-- Task prompt --
Each line of the records below that contains "instance" needs to be copied.

-- Input data --
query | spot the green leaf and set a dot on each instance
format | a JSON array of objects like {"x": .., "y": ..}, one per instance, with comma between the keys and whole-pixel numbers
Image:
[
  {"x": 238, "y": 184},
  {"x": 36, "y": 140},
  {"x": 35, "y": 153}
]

-- Written solution --
query | spot the green leaf and set a dot on each instance
format | a JSON array of objects like {"x": .., "y": ..}, one per instance, with comma between the keys and whole-pixel numbers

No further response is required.